Required work >>
Reproduce the material below verbatim, starting at the line that contains "Expected output: for each instance of the blue" and ending with the final line of the material.

::: Supplied records

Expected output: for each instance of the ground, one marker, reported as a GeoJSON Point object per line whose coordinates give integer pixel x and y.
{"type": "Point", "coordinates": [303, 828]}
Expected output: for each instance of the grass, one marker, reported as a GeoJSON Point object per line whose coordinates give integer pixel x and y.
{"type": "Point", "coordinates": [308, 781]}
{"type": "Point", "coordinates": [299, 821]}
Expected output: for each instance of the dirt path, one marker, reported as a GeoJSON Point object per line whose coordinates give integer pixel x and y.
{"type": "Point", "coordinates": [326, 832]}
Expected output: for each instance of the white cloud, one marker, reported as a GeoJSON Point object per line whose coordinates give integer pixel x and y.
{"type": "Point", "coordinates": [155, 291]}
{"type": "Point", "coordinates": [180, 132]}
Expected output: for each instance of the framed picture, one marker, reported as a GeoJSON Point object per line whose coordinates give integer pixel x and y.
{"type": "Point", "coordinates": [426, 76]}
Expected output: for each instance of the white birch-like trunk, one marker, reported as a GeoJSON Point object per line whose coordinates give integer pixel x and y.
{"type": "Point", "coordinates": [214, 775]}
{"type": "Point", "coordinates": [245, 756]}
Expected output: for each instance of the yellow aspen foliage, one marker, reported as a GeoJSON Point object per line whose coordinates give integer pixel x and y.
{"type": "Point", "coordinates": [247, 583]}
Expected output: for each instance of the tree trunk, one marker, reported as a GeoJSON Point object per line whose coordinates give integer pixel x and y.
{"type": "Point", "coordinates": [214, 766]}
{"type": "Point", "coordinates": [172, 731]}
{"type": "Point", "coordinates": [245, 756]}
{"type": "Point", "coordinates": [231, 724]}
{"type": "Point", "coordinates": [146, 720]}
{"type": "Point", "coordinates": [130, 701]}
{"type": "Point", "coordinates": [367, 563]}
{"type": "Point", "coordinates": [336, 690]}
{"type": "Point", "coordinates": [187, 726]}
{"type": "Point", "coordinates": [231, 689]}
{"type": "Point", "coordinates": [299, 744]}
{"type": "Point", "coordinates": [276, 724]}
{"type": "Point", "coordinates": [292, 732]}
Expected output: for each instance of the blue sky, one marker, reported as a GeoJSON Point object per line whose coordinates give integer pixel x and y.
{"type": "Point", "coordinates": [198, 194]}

::::::

Task result >>
Expected output: for each instance of the blue sky, one marker, reported as a GeoJSON Point object per line whose coordinates give integer pixel x and y.
{"type": "Point", "coordinates": [198, 194]}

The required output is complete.